Work to do: Continue the mailing-list thread about the build failure from the zImage size check, starting right after its last line.

Build failure with verify size in next-20171102

Russell King - ARM Linux linux at armlinux.org.uk
Fri Nov 3 02:12:14 PDT 2017


On Fri, Nov 03, 2017 at 08:22:51AM +0000, Ard Biesheuvel wrote:
> On 3 November 2017 at 00:14, Russell King - ARM Linux
> <linux at armlinux.org.uk> wrote:
> > On Fri, Nov 03, 2017 at 12:04:37AM +0000, Russell King - ARM Linux wrote:
> >> On Thu, Nov 02, 2017 at 04:43:09PM -0700, Tony Lindgren wrote:
> >> > * Russell King - ARM Linux <linux at armlinux.org.uk> [171102 23:22]:
> >> > > On Thu, Nov 02, 2017 at 12:30:27PM -0700, Tony Lindgren wrote:
> >> > > > Hi Russeell,
> >> > > >
> >> > > > I think you're already aware of the build failure caused by commit
> >> > > > 078c0927485e ("ARM: verify size of zImage"), but here's info just
> >> > > > in case.
> >> > > >
> >> > > > arm-unknown-linux-musleabi-ld.bfd: error: zImage file size is incorrect
> >> > > > make[2]: *** [arch/arm/boot/compressed/Makefile:185: arch/arm/boot/compressed/vmlinux] Error 1
> >> > > > make[1]: *** [arch/arm/boot/Makefile:64: arch/arm/boot/compressed/vmlinux] Error 2
> >> > > > make: *** [arch/arm/Makefile:335: zImage] Error 2
> >> > > >
> >> > > > Other than that I was surprised that next actually booted for me
> >> > > > after a few week break with Linux next! :)

Data shown:

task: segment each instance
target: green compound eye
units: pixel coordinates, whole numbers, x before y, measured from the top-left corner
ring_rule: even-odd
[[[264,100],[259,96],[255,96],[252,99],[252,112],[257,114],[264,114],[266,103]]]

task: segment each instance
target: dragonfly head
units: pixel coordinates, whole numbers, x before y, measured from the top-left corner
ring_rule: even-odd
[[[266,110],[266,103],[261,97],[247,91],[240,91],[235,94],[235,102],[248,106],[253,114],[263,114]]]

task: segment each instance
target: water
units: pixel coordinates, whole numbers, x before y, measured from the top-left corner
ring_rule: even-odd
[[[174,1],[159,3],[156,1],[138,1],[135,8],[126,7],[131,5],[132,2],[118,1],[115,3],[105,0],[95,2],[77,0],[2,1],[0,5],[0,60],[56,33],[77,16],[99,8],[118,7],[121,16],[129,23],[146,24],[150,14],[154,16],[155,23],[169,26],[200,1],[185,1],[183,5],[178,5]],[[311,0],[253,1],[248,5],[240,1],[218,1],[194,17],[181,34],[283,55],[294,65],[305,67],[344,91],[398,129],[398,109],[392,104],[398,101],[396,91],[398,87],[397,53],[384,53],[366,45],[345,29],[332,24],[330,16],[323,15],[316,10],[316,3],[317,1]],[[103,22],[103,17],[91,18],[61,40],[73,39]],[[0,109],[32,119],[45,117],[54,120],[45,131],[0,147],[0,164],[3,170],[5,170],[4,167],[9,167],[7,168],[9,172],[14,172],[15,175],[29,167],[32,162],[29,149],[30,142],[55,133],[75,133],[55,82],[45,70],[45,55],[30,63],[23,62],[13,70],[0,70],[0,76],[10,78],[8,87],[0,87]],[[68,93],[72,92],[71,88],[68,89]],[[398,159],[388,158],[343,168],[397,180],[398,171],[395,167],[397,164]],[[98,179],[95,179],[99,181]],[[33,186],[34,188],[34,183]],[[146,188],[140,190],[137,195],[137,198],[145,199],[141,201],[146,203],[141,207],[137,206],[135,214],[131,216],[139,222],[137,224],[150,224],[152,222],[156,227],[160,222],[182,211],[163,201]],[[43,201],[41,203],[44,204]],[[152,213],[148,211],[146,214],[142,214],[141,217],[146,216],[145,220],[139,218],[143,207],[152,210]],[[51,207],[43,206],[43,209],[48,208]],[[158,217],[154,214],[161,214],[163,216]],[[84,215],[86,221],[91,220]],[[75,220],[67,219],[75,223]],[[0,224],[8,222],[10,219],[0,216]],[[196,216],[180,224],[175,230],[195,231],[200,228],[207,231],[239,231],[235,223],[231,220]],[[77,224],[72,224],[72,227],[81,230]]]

Solved exercise:
> >> > >
> >> > > It would be nice if people can investigate why that happens - I'm
> >> > > completely unable to reproduce it locally, even if I link using
> >> > > the same vmlinux.lds file and the objects from someone who sees the
> >> > > failure.
> >> > >
> >> > > There's some binutils version specific stuff that's going on here.
> >> > >
> >> > > What I have in my current for-next, which I'm intending to push,
> >> > > is all the same patches except the patch that introduces the above
> >> > > check is subsituted by a patch that produces an extra _edata_real
> >> > > symbol.  This _should_ match _edata.  So, if you hit this failure,
> >> > > try either my current for-next branch or tomorrow's linux-next, and
> >> > > run arm-linux-nm on arch/arm/boot/compressed/vmlinux and check the
> >> > > addresses given for _edata and _edata_real.
> >> >
> >> > OK thanks reverting 078c0927485e and applying dad4675388fc ("ARM:
> >> > add debug ".edata_real" symbol") from your for-next branch builds
> >> > and boots for me.
> >> >
> >> > > Theory says they should be identical, but the failure of that assert
> >> > > could only happen if "." inside the output section was different from
> >> > > _edata assigned outside.  _edata_real is now the address of "." inside
> >> > > the output section.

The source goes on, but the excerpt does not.